→ **Your instructions**: Count the lines below that contain the word "water" and reply with only that number.

-- BEGIN Data to use --

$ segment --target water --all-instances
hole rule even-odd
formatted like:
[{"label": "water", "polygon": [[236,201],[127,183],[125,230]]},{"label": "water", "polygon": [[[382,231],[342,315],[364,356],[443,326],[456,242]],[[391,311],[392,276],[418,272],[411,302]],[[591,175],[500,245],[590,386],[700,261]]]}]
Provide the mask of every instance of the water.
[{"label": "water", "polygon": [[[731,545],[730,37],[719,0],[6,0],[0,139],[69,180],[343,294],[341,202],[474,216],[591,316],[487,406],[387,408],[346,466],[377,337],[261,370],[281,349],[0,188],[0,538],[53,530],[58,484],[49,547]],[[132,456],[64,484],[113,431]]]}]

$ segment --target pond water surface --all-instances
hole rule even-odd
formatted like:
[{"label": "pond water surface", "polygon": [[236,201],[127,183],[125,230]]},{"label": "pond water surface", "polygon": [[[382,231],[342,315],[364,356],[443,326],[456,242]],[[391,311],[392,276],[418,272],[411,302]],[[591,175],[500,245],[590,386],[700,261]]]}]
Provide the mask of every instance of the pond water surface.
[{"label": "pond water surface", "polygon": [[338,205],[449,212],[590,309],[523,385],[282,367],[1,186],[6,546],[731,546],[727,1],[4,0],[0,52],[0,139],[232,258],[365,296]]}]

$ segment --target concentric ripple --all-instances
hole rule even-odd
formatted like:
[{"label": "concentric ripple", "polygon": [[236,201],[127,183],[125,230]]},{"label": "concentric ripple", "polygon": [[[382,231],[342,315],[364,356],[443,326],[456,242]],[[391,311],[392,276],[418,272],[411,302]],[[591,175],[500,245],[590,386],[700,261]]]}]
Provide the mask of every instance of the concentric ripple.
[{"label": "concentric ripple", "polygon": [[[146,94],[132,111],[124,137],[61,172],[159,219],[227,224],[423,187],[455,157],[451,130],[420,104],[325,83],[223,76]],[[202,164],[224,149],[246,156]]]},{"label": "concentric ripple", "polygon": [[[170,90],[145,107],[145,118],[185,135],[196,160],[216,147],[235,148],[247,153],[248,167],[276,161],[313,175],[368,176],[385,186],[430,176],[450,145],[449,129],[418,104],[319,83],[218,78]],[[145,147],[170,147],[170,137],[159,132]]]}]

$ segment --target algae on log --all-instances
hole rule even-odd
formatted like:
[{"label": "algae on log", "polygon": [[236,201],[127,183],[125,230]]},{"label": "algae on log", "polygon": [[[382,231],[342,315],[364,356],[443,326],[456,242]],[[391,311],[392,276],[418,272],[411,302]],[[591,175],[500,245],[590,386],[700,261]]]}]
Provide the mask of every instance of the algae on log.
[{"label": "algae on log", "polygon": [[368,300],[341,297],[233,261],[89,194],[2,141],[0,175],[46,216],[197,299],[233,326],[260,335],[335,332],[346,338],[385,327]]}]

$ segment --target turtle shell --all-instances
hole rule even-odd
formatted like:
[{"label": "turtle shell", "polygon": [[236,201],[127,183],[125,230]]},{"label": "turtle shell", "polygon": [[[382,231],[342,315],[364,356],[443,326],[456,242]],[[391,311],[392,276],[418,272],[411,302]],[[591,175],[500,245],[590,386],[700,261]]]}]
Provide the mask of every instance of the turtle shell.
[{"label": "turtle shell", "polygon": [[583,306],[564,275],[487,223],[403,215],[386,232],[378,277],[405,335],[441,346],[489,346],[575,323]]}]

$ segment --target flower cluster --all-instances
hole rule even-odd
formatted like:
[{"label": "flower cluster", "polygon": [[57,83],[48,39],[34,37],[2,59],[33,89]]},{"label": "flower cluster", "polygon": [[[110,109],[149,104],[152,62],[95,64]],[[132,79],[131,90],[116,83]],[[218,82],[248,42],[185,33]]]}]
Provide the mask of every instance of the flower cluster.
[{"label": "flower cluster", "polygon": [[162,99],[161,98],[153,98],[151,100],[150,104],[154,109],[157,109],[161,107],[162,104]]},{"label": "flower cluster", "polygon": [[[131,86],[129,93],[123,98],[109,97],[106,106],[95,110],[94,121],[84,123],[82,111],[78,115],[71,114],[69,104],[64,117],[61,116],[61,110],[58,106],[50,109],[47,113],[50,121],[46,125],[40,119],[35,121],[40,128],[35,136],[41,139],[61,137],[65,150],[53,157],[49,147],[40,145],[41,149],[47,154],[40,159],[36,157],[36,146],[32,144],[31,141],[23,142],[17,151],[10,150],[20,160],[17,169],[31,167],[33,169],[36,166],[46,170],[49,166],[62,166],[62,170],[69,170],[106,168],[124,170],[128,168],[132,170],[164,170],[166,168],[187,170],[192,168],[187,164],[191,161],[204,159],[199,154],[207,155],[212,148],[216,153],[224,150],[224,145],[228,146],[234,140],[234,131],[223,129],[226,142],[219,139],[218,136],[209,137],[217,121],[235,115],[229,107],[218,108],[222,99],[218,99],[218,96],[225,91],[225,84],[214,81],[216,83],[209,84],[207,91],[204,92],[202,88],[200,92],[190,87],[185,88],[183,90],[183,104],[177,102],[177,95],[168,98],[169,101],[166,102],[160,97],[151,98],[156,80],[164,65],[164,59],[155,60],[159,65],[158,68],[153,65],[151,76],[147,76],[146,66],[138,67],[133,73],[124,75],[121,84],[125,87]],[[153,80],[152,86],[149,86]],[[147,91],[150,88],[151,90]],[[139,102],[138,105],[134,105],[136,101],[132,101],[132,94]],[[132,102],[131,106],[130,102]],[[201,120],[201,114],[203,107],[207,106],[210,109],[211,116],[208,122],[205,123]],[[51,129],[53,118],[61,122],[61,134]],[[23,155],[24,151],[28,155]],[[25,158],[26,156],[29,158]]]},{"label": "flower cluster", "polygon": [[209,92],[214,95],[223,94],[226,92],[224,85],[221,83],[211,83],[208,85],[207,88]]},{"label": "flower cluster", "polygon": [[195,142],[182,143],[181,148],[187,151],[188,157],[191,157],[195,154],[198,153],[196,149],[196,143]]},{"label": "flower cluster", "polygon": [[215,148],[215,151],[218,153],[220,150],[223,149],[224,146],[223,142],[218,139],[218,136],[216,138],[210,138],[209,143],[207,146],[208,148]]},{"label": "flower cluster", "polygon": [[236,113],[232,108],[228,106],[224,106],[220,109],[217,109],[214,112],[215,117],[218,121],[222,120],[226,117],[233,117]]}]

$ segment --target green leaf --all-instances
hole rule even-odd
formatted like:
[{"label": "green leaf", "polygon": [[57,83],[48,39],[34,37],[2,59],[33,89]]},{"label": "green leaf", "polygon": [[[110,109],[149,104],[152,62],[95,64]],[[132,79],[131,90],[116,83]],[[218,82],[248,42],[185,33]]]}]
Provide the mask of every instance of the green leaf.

-- END Data to use --

→ **Finished exercise**: 8